Given text START

RECOMMENDED: See our full guide to Art Basel Miami Beach

Best Art Basel Miami 2015 galleries

Lehmann Maupin
Photograph: Courtesy Elisabeth Bernstein/Nari Ward/Lehmann Maupin

1. Lehmann Maupin

NYC gallery Lehmann Maupin expanded beyond Chelsea and the Lower East Side to Hong Kong in 2013. Its Kabinett booth (one of 27 curated exhibitions scattered thoughout the fair) will feature an installation by Nari Ward, whose mid-career survey exhibition, “Sun Splashed,” runs through February 21 at the Pérez Art Museum Miami. Ward’s sculptures and installations, often incorporating found objects, employ a wealth of historical and contemporary references to reflect on the lives of African-American and Caribbean people. His 1993 work Amazing Grace, installed in a former firehouse in Harlem and involving hundreds of abandoned baby strollers and discarded fire hoses, is still one of the most elegiac portraits ever made of a community in crisis. Don’t miss the opportunity to see a new piece here.

Given text END
Data for analysis START

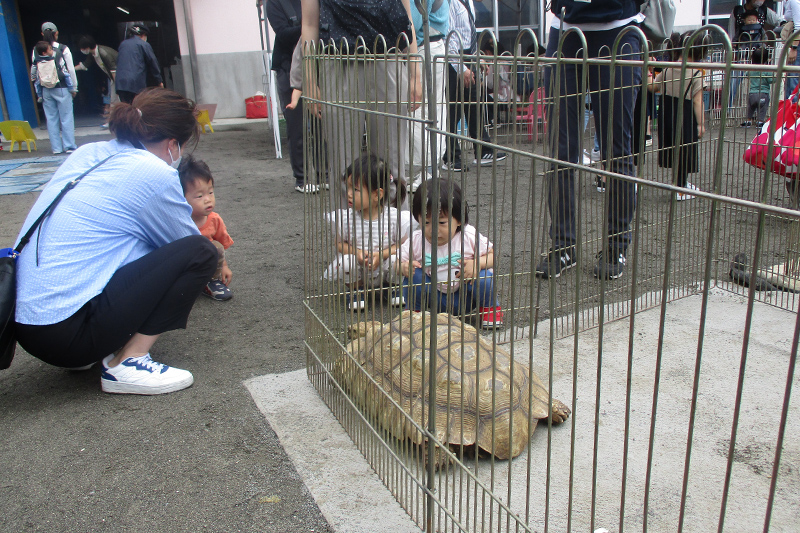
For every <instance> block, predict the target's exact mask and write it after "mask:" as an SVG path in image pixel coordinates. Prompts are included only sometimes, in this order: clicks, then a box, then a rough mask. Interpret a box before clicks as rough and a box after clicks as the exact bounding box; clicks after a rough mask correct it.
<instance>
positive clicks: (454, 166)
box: [442, 159, 464, 172]
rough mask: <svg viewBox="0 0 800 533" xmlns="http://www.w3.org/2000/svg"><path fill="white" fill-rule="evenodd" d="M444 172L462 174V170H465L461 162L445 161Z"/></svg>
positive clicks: (444, 164)
mask: <svg viewBox="0 0 800 533" xmlns="http://www.w3.org/2000/svg"><path fill="white" fill-rule="evenodd" d="M442 170H450V171H453V172H461V171H462V170H464V167H462V166H461V160H459V159H456V160H455V161H444V162H443V163H442Z"/></svg>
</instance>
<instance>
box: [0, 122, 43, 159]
mask: <svg viewBox="0 0 800 533" xmlns="http://www.w3.org/2000/svg"><path fill="white" fill-rule="evenodd" d="M0 133H2V134H3V137H5V138H6V140H7V141H11V150H9V151H10V152H13V151H14V143H19V146H20V148H21V147H22V143H23V142H24V143H25V144H26V145H27V146H28V151H29V152H30V151H31V143H33V149H34V150H38V148H36V134H35V133H33V130H32V129H31V125H30V124H28V122H27V121H25V120H6V121H5V122H0Z"/></svg>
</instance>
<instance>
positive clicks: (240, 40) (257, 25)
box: [174, 0, 261, 55]
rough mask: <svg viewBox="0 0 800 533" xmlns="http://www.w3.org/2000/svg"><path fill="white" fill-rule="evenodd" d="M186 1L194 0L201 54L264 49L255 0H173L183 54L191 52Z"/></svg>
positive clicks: (197, 44) (180, 44)
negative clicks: (187, 42)
mask: <svg viewBox="0 0 800 533" xmlns="http://www.w3.org/2000/svg"><path fill="white" fill-rule="evenodd" d="M183 2H191V4H190V6H191V11H192V21H193V23H194V41H195V51H196V52H197V54H198V55H201V54H224V53H231V52H252V51H260V50H261V41H260V36H259V29H258V25H259V22H258V10H257V9H256V3H255V1H254V0H226V1H225V2H220V1H219V0H174V3H175V19H176V20H177V23H178V39H179V42H180V46H181V54H182V55H188V54H189V47H188V43H187V40H186V24H185V21H186V18H185V16H184V14H183Z"/></svg>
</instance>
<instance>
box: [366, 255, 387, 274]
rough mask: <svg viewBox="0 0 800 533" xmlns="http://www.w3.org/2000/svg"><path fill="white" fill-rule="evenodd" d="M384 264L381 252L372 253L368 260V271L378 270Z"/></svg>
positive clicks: (367, 262) (367, 268)
mask: <svg viewBox="0 0 800 533" xmlns="http://www.w3.org/2000/svg"><path fill="white" fill-rule="evenodd" d="M382 263H383V254H382V253H381V252H372V253H371V254H370V256H369V258H368V259H367V265H366V266H367V269H369V270H376V269H378V268H380V267H381V264H382Z"/></svg>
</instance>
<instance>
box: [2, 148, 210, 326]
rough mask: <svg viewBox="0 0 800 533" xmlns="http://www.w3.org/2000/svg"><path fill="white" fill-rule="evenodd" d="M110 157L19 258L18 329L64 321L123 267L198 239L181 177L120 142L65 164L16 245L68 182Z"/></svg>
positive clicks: (153, 160) (80, 186) (96, 295)
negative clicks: (18, 325)
mask: <svg viewBox="0 0 800 533" xmlns="http://www.w3.org/2000/svg"><path fill="white" fill-rule="evenodd" d="M111 154H117V155H115V156H114V157H112V158H111V159H109V160H108V161H106V162H105V163H103V164H102V165H101V166H100V167H98V168H97V169H95V170H93V171H92V172H91V173H89V174H88V175H87V176H86V177H85V178H83V180H81V182H80V183H79V184H78V185H77V186H76V187H75V188H74V189H73V190H71V191H69V192H67V194H66V195H65V196H64V198H63V199H62V200H61V202H60V203H59V204H58V206H56V208H55V209H54V211H53V213H52V214H51V215H50V217H49V218H47V219H45V221H44V223H43V224H42V225H41V227H40V228H39V231H37V232H35V233H34V234H33V237H31V241H30V242H29V243H28V245H27V246H26V247H25V249H24V250H23V251H22V253H21V254H20V256H19V258H18V259H17V312H16V319H17V322H19V323H22V324H31V325H47V324H55V323H58V322H61V321H62V320H65V319H67V318H69V317H70V316H72V315H73V314H75V312H76V311H78V310H79V309H80V308H81V307H83V305H84V304H85V303H86V302H88V301H89V300H91V299H92V298H94V297H95V296H97V295H98V294H100V293H101V292H102V291H103V289H104V288H105V286H106V285H107V284H108V281H109V280H110V279H111V276H113V275H114V273H115V272H116V271H117V269H119V268H120V267H122V266H124V265H126V264H128V263H130V262H131V261H134V260H136V259H138V258H140V257H142V256H144V255H146V254H148V253H150V252H152V251H153V250H155V249H156V248H159V247H161V246H164V245H165V244H168V243H170V242H173V241H175V240H177V239H180V238H183V237H186V236H189V235H198V234H199V231H198V230H197V226H196V225H195V223H194V222H193V221H192V218H191V213H192V208H191V207H190V206H189V204H188V203H187V202H186V199H185V198H184V196H183V192H182V190H181V185H180V182H179V180H178V172H177V171H176V170H174V169H173V168H171V167H170V166H169V165H167V164H166V163H165V162H164V161H162V160H161V159H159V158H158V157H156V156H155V155H153V154H151V153H150V152H148V151H146V150H139V149H136V148H134V147H133V146H131V145H130V144H128V143H126V142H120V141H116V140H115V141H109V142H99V143H92V144H87V145H84V146H82V147H80V148H79V149H78V150H77V151H76V152H75V153H74V154H72V155H71V156H70V157H69V158H68V159H67V160H66V161H65V162H64V164H63V165H61V167H60V168H59V169H58V171H56V173H55V175H54V176H53V178H52V179H51V180H50V182H49V183H48V184H47V186H46V187H45V189H44V190H43V191H42V194H41V195H40V196H39V199H38V200H37V201H36V203H35V204H34V205H33V208H32V209H31V211H30V213H28V217H27V219H26V220H25V224H24V225H23V227H22V230H21V231H20V234H19V236H18V237H17V242H19V239H21V238H22V236H23V235H24V234H25V232H26V231H27V230H28V228H29V227H30V226H31V225H32V224H33V223H34V222H35V221H36V219H37V218H38V217H39V215H40V214H41V213H42V212H43V211H44V210H45V209H46V208H47V206H49V205H50V203H51V202H52V201H53V199H54V198H55V197H56V196H57V195H58V193H59V192H60V191H61V189H63V188H64V185H66V183H67V182H68V181H69V180H71V179H74V178H76V177H78V176H80V175H81V174H83V173H84V172H85V171H86V170H88V169H89V168H91V167H92V166H93V165H95V164H96V163H98V162H100V161H101V160H103V159H105V158H106V157H108V156H109V155H111ZM37 255H38V259H39V261H38V265H37V262H36V259H37Z"/></svg>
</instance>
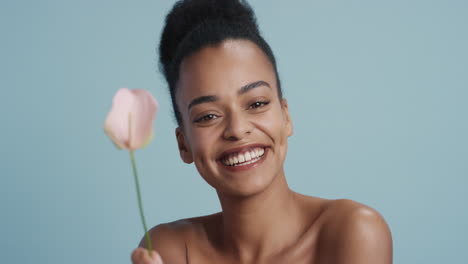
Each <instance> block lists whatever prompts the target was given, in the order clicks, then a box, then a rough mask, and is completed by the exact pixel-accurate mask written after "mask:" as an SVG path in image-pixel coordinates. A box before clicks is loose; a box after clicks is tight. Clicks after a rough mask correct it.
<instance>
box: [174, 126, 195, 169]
mask: <svg viewBox="0 0 468 264" xmlns="http://www.w3.org/2000/svg"><path fill="white" fill-rule="evenodd" d="M175 134H176V139H177V145H178V146H179V154H180V158H181V159H182V161H184V162H185V163H187V164H190V163H192V162H193V157H192V152H191V151H190V149H189V148H188V147H187V146H188V145H187V141H186V140H185V136H184V132H183V130H182V128H180V127H177V128H176V130H175Z"/></svg>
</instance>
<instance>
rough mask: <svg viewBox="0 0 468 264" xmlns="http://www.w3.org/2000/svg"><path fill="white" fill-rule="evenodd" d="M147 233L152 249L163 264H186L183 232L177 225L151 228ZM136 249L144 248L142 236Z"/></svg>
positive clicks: (171, 225) (143, 240)
mask: <svg viewBox="0 0 468 264" xmlns="http://www.w3.org/2000/svg"><path fill="white" fill-rule="evenodd" d="M149 233H150V239H151V242H152V245H153V249H154V250H155V251H157V252H158V253H159V255H161V257H162V259H163V261H164V263H170V264H185V263H186V252H185V242H184V238H183V230H181V229H180V228H178V226H177V224H174V223H169V224H161V225H158V226H156V227H154V228H152V229H151V230H150V231H149ZM138 247H140V248H146V239H145V237H144V236H143V238H142V239H141V242H140V244H139V245H138Z"/></svg>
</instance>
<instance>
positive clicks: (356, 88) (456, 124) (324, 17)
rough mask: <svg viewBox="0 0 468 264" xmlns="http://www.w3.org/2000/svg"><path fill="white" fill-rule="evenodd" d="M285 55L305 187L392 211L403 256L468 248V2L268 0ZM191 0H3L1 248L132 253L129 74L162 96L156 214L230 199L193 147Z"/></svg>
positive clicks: (144, 182) (277, 35) (150, 148)
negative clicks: (187, 118) (115, 122)
mask: <svg viewBox="0 0 468 264" xmlns="http://www.w3.org/2000/svg"><path fill="white" fill-rule="evenodd" d="M251 2H252V6H253V7H254V9H255V11H256V13H257V16H258V22H259V24H260V27H261V30H262V32H263V34H264V36H265V38H266V39H267V41H269V43H270V44H271V46H272V48H273V50H274V52H275V54H276V56H277V60H278V65H279V71H280V76H281V78H282V83H283V86H284V92H285V97H286V98H287V99H288V100H289V104H290V109H291V114H292V118H293V121H294V125H295V135H294V136H293V137H291V138H290V147H289V153H288V157H287V161H286V165H285V166H286V174H287V178H288V181H289V184H290V186H291V187H292V188H293V189H294V190H296V191H298V192H301V193H304V194H309V195H314V196H320V197H324V198H329V199H335V198H343V197H345V198H350V199H354V200H356V201H359V202H362V203H365V204H367V205H370V206H372V207H374V208H375V209H377V210H378V211H379V212H380V213H381V214H382V215H383V216H384V217H385V218H386V220H387V222H388V224H389V225H390V228H391V230H392V233H393V239H394V262H395V263H426V264H427V263H462V262H465V261H466V259H467V258H468V226H467V223H468V210H467V205H466V203H467V202H468V194H467V191H466V187H467V183H468V182H467V176H468V140H467V136H468V119H467V114H468V104H467V100H468V63H467V61H468V49H467V47H468V30H467V28H468V2H467V1H462V0H459V1H456V0H451V1H448V0H445V1H442V0H440V1H430V0H429V1H428V0H425V1H422V0H413V1H407V0H395V1H375V0H363V1H344V0H342V1H338V0H327V1H305V0H303V1H291V3H287V1H279V0H277V1H266V0H258V1H257V0H256V1H251ZM172 4H173V1H164V2H163V1H155V0H153V1H116V0H112V1H110V0H106V1H91V0H81V1H64V0H62V1H58V0H57V1H52V0H43V1H13V0H11V1H4V0H3V1H2V2H1V4H0V30H1V31H0V32H1V41H0V45H1V49H0V58H1V59H0V67H1V68H0V74H1V79H0V80H1V97H0V98H1V103H0V126H1V132H0V135H1V136H0V143H1V146H0V166H1V168H0V174H1V183H0V213H1V217H0V262H2V263H68V264H73V263H130V253H131V251H132V250H133V249H134V248H135V247H136V246H137V244H138V243H139V241H140V238H141V237H142V235H143V233H142V227H141V223H140V218H139V214H138V207H137V199H136V193H135V187H134V182H133V176H132V171H131V163H130V160H129V155H128V153H127V152H125V151H118V150H117V149H116V148H114V146H113V144H112V143H111V142H110V140H109V139H108V138H107V137H106V136H105V134H104V132H103V128H102V127H103V122H104V119H105V117H106V115H107V113H108V111H109V109H110V106H111V100H112V97H113V95H114V93H115V92H116V91H117V89H118V88H120V87H130V88H145V89H148V90H150V91H151V92H152V93H153V94H154V95H155V97H156V98H158V100H159V102H160V105H161V110H160V112H159V114H158V118H157V121H156V123H155V130H156V134H155V139H154V141H153V142H152V143H151V144H150V145H149V146H148V147H147V148H145V149H142V150H139V151H137V152H136V159H137V164H138V169H139V174H140V180H141V184H142V185H143V186H142V193H143V204H144V207H145V212H146V218H147V222H148V224H149V225H150V226H154V225H156V224H158V223H161V222H167V221H172V220H175V219H179V218H183V217H189V216H196V215H203V214H208V213H212V212H215V211H218V210H219V208H220V206H219V204H218V200H217V197H216V195H215V192H214V191H213V189H212V188H211V187H210V186H209V185H207V184H206V183H205V182H204V181H203V180H202V179H201V177H200V176H199V175H198V174H197V172H196V170H195V168H194V166H190V165H185V164H183V163H182V162H181V161H180V159H179V157H178V154H177V147H176V141H175V137H174V128H175V122H174V121H173V118H172V114H171V106H170V100H169V95H168V92H167V91H166V84H165V82H164V79H163V77H162V75H161V74H160V73H159V72H158V64H157V53H156V52H155V49H156V47H157V44H158V41H159V36H160V32H161V29H162V24H163V20H164V16H165V14H166V13H167V12H168V10H169V9H170V7H171V6H172Z"/></svg>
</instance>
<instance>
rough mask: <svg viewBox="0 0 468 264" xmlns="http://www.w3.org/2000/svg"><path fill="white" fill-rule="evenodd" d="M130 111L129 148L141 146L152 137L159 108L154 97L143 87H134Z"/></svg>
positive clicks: (145, 144) (155, 99)
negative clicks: (129, 138)
mask: <svg viewBox="0 0 468 264" xmlns="http://www.w3.org/2000/svg"><path fill="white" fill-rule="evenodd" d="M131 92H132V94H133V98H134V101H133V105H132V106H131V109H130V111H131V112H132V121H131V122H132V124H131V138H130V142H129V148H130V149H139V148H143V147H145V146H146V145H148V144H149V142H150V141H151V139H152V137H153V124H154V120H155V118H156V114H157V111H158V109H159V105H158V102H157V101H156V99H155V98H154V97H153V96H152V95H151V93H149V92H148V91H146V90H144V89H134V90H132V91H131Z"/></svg>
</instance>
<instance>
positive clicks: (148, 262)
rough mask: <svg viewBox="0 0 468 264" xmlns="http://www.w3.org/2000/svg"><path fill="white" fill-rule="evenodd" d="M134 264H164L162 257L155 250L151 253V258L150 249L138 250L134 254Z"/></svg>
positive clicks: (135, 249) (136, 250) (133, 256)
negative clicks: (148, 251) (149, 255)
mask: <svg viewBox="0 0 468 264" xmlns="http://www.w3.org/2000/svg"><path fill="white" fill-rule="evenodd" d="M132 263H133V264H164V262H163V261H162V258H161V256H160V255H159V254H158V253H157V252H156V251H154V250H152V252H151V257H150V256H149V254H148V249H146V248H137V249H135V250H134V251H133V253H132Z"/></svg>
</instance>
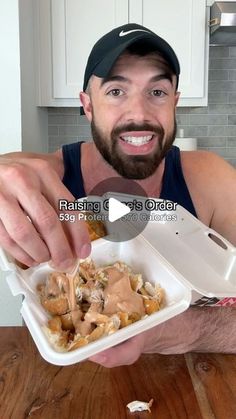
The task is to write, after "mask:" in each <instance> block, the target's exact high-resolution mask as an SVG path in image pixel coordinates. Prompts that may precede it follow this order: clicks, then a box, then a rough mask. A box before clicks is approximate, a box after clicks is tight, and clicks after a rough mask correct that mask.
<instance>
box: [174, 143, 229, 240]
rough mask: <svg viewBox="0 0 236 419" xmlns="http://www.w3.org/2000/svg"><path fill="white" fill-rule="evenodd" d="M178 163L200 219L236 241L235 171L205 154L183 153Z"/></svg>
mask: <svg viewBox="0 0 236 419" xmlns="http://www.w3.org/2000/svg"><path fill="white" fill-rule="evenodd" d="M181 163H182V168H183V173H184V177H185V181H186V183H187V186H188V188H189V191H190V194H191V197H192V200H193V203H194V205H195V208H196V211H197V214H198V216H199V219H201V220H202V221H203V222H204V223H205V224H207V225H209V226H211V227H212V228H214V229H215V230H216V231H218V232H219V233H220V234H222V235H224V236H225V237H227V238H228V239H229V240H231V241H235V242H236V170H235V169H234V168H233V166H231V165H230V164H228V163H227V162H226V161H225V160H224V159H222V158H221V157H219V156H218V155H216V154H214V153H211V152H206V151H195V152H182V153H181ZM227 223H228V226H231V227H232V230H231V231H229V230H230V227H227Z"/></svg>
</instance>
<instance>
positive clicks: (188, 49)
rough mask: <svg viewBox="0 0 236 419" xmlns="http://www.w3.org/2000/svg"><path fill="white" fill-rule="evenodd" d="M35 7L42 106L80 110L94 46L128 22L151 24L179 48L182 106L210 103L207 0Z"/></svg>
mask: <svg viewBox="0 0 236 419" xmlns="http://www.w3.org/2000/svg"><path fill="white" fill-rule="evenodd" d="M35 7H36V9H35V20H36V25H35V27H36V39H37V42H38V45H37V48H36V51H37V57H38V65H37V71H38V75H37V79H38V82H39V88H38V104H39V105H41V106H80V101H79V92H80V91H81V90H82V84H83V74H84V69H85V65H86V62H87V57H88V54H89V52H90V50H91V48H92V46H93V44H94V43H95V42H96V41H97V40H98V39H99V38H100V37H101V36H102V35H103V34H104V33H106V32H108V31H109V30H111V29H112V28H114V27H116V26H119V25H122V24H124V23H127V22H135V23H140V24H143V25H144V26H147V27H148V28H150V29H152V30H153V31H154V32H156V33H158V34H159V35H160V36H163V37H164V38H165V39H166V40H167V41H168V42H169V43H170V44H171V45H172V46H173V48H174V49H175V51H176V53H177V55H178V57H179V60H180V64H181V77H180V85H179V90H180V91H181V100H180V106H181V105H182V106H201V105H202V106H204V105H207V74H208V27H207V17H206V14H207V8H206V0H100V1H99V2H98V1H97V0H87V1H86V2H84V1H82V0H81V1H80V0H37V1H36V2H35Z"/></svg>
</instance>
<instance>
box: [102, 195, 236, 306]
mask: <svg viewBox="0 0 236 419" xmlns="http://www.w3.org/2000/svg"><path fill="white" fill-rule="evenodd" d="M111 196H112V197H114V198H115V199H117V200H121V201H122V202H125V201H126V200H127V201H129V202H130V200H131V199H135V200H140V201H141V202H142V203H143V205H145V201H146V200H147V199H149V200H152V201H153V207H154V206H155V207H156V208H155V209H153V210H152V211H150V221H149V222H148V223H147V226H146V228H145V230H144V231H143V232H142V235H143V237H144V238H145V239H146V240H147V241H148V242H149V243H150V244H151V245H152V246H153V247H154V248H155V249H156V251H158V252H159V253H160V254H161V255H162V256H163V257H164V258H165V259H166V260H167V261H168V262H169V263H170V264H171V265H172V266H173V267H174V268H175V269H176V271H178V272H179V273H180V274H181V275H182V278H183V281H184V283H185V284H186V285H187V286H188V287H190V288H191V289H192V290H195V291H197V292H199V293H200V294H202V295H205V296H208V297H220V298H222V297H235V296H236V248H235V247H234V246H233V245H232V244H231V243H229V241H227V240H226V239H225V238H223V237H222V236H221V235H220V234H218V233H217V232H216V231H214V230H213V229H211V228H209V227H207V226H205V225H204V224H203V223H202V222H201V221H199V220H198V219H197V218H196V217H194V216H193V215H192V214H191V213H190V212H188V211H187V210H186V209H184V208H183V207H181V205H176V209H175V210H171V211H167V210H161V209H160V207H161V206H160V204H161V203H163V201H164V200H162V199H156V198H144V197H138V196H131V195H126V194H121V193H107V194H106V198H109V197H111ZM126 222H127V223H130V224H132V227H133V228H135V222H132V221H130V220H129V221H126Z"/></svg>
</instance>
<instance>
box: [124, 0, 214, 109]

Data for analysis END

Task goal:
Resume the Art Basel Miami 2015 galleries text after its final sentence and write the next gallery entry in the same style.

Result below:
Nari Ward, We Shall Overcome, 2015
Photograph: Courtesy Elisabeth Bernstein/Nari Ward/Lehmann Maupin
Garth Greenan Gallery
Photograph: Courtesy Garth Greenan Gallery

2. Garth Greenan Gallery

Opened in 2013, New York’s Garth Greenan Gallery has made a name for itself reviving the careers of neglected artists like Paul Feeley, Nicholas Krushenick, and Howardena Pindell. Its booth in the Survey section of the fair will present five canvases from the mid-1960s by Pop artist Rosalyn Drexler, whose paintings—made by enlarging images from magazines, newspapers, films and TV and overpainting them with acrylics—were darker and more surreal than those of her male peers.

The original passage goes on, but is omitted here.